→ Exercise directions: Report every line of the material below that contains the word "point", copying each such line in full.

======

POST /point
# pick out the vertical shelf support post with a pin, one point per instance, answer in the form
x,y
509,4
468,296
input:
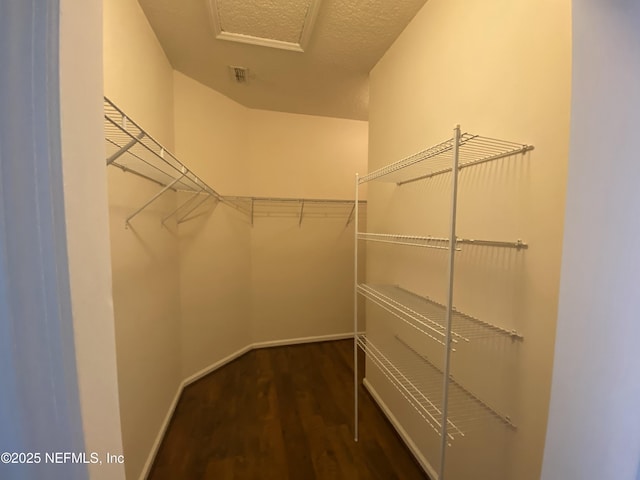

======

→ Problem solution:
POST /point
# pick out the vertical shelf support post with a pin, one point per instance, answer in the form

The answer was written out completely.